§ **Short problem**:
Do these statements agree with the forum thread on small-scale model cars below? Answer yes or no for each, and quote the deciding words of the thread.
1. mopac paid $2.22 each for the cars found in the bag.
2. alocsin describes the small cars from the 99 Cent store as highly detailed.
3. Smokinapankake recalls Walmart selling Fresh Cherries for about three dollars each.

§ **Page excerpt**:
You can still buy sets off of their website, but that's it


----------



## mopac (Feb 24, 2011)

No, not much for our hobby at hobby lobby. I don't think walmart
right now are selling any 1/87 cars. I found a plastic bag down
staires just yesterday with these in it. They were from walmart.
Still had the reciepts in the bag. I paid $2.22 each for them. First
is a fresh cherry and the others are malibu.

'81 escort









'72 chevy pu









'70 GTO









'77 trans am


----------



## shaygetz (Sep 23, 2007)

Hey, Mopac...you gotta pose than Trans Am right....


----------



## mopac (Feb 24, 2011)

Nice. That does look better.


----------



## alocsin (Jun 26, 2011)

At the 99 Cent store, I occasionally come across small cars that can pass for 1/87. They don't have much detail but at the price for six or seven, they're great for filling in background spaces. Adding a bit of paint improves them quite a bit. Bringing a scale HO car would be good in such cases.


----------



## Smokinapankake (Sep 8, 2011)

I gotta echo the comment on Fresh Cherries. Walmart had them a few years ago at about 3 bucks each. Nicely detailed and were 1:87 as well. Mostly '70's vehicles as I recall but I haven't seen them for some time...


----------

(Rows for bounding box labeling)

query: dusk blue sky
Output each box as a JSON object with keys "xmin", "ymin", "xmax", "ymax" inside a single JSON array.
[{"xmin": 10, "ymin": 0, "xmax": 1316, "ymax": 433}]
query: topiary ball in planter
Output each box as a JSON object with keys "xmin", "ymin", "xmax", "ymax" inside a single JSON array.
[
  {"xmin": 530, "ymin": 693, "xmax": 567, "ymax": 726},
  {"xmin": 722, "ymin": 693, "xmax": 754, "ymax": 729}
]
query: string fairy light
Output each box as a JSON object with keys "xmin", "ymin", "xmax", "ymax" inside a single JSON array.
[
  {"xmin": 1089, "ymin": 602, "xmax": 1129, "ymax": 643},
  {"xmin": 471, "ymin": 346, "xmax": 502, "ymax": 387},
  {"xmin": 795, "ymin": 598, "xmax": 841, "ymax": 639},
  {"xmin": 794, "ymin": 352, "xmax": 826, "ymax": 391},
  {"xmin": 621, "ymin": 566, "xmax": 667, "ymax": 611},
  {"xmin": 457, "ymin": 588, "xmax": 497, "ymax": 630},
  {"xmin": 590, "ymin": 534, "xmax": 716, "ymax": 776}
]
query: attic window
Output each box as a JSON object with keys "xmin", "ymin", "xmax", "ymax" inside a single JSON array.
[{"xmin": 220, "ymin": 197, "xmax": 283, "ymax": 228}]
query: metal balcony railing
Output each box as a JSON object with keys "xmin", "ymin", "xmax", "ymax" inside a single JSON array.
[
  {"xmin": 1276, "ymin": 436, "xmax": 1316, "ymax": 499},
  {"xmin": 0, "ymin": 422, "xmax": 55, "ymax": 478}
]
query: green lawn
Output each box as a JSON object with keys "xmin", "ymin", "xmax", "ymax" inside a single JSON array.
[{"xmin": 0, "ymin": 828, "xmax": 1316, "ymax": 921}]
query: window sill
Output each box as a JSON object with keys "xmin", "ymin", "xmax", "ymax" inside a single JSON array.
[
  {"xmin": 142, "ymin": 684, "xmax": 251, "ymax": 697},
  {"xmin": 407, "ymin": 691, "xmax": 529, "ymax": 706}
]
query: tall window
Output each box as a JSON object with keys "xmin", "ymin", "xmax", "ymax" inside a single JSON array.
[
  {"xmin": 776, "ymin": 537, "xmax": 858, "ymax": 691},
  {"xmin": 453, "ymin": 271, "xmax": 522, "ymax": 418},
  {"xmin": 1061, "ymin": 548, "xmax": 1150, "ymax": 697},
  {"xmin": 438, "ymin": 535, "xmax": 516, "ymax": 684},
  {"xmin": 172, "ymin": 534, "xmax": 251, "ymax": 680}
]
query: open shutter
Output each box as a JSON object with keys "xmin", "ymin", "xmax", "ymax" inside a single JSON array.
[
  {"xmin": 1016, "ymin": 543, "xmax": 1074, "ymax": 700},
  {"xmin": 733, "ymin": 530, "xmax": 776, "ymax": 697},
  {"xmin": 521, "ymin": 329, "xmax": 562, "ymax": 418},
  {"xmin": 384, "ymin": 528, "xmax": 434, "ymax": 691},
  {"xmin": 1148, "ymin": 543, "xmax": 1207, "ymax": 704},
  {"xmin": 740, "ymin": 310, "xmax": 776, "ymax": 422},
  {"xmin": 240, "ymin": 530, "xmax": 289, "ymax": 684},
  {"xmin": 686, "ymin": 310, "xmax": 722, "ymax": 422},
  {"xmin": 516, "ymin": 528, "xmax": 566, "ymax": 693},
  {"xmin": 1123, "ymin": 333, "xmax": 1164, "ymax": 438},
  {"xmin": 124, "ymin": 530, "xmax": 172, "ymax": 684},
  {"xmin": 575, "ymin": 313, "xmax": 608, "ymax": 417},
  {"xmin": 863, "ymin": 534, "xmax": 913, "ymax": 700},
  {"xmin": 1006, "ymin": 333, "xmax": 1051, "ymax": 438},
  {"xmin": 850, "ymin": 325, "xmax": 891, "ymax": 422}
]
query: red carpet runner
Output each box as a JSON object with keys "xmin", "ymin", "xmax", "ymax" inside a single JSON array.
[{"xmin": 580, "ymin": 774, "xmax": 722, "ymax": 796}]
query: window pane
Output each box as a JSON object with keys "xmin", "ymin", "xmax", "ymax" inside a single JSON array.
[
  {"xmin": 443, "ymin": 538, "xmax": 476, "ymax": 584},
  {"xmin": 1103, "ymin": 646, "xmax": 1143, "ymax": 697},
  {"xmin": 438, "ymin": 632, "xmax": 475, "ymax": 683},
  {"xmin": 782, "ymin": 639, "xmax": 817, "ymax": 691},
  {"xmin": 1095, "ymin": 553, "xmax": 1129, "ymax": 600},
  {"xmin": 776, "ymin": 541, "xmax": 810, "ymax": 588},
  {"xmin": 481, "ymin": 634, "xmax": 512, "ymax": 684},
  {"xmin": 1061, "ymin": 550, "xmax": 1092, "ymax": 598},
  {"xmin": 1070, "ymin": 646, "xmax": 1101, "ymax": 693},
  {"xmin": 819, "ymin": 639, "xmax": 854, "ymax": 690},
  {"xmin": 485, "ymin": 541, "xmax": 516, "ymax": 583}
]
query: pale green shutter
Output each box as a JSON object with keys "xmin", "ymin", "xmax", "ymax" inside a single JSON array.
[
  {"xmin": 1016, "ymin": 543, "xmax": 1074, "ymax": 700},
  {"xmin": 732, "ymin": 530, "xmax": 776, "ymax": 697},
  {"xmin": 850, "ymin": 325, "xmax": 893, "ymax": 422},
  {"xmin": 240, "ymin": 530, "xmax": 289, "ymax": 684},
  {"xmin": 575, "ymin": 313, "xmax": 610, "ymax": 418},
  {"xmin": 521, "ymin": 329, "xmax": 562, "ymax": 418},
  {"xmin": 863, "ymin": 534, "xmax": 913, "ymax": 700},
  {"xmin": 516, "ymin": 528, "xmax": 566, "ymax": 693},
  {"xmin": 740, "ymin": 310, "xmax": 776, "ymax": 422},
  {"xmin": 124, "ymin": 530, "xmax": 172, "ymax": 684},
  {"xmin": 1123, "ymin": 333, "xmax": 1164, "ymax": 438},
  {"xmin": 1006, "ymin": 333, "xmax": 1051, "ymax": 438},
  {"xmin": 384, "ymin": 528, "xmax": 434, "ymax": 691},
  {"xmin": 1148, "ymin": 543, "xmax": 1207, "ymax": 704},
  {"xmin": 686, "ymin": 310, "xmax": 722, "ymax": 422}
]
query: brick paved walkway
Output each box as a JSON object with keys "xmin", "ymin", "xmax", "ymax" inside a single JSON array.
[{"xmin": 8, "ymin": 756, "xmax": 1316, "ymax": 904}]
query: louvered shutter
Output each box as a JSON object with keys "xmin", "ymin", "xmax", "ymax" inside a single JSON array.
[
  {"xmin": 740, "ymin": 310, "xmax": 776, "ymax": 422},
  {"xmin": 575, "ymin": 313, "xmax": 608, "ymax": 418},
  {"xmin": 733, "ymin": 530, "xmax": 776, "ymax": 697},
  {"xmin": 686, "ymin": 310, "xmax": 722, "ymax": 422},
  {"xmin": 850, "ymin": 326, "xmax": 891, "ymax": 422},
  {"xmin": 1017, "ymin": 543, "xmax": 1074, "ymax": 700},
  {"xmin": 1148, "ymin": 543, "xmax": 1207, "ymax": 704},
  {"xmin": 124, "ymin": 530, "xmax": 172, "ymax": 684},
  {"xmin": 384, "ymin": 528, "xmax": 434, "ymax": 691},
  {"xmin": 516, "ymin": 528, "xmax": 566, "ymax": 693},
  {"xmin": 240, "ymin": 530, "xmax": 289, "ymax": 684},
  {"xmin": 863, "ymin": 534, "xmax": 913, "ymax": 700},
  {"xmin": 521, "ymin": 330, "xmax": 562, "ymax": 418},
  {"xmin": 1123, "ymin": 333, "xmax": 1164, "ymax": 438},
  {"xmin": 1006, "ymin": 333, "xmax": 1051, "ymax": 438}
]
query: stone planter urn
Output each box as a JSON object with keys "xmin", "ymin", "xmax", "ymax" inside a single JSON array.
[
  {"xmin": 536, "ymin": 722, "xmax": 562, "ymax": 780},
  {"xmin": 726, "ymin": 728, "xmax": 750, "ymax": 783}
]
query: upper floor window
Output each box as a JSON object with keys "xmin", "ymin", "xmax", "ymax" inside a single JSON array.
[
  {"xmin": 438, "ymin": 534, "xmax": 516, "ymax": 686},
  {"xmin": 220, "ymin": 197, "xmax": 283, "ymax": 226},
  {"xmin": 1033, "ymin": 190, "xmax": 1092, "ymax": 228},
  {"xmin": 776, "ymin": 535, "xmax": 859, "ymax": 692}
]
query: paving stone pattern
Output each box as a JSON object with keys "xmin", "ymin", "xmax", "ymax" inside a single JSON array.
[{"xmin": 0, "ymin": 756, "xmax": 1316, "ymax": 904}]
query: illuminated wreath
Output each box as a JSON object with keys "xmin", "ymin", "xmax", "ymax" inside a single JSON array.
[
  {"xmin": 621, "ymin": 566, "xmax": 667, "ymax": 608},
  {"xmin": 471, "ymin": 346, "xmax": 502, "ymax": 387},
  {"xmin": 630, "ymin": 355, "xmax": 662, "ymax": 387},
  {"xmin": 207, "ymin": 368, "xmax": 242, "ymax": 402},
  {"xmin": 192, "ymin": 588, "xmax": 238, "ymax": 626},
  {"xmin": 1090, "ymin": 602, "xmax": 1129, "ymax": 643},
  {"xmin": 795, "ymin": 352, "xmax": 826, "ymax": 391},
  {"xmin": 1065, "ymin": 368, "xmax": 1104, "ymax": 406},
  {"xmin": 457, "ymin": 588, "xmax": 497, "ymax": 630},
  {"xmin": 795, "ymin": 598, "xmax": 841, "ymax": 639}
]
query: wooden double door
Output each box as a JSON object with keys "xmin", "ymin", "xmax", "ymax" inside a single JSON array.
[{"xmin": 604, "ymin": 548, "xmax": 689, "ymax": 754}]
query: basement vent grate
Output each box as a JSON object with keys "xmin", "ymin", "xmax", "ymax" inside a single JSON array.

§ **Solution for this problem**:
1. Yes: "I paid $2.22 each for them."
2. No: "They don't have much detail"
3. Yes: "Walmart had them a few years ago at about 3 bucks each."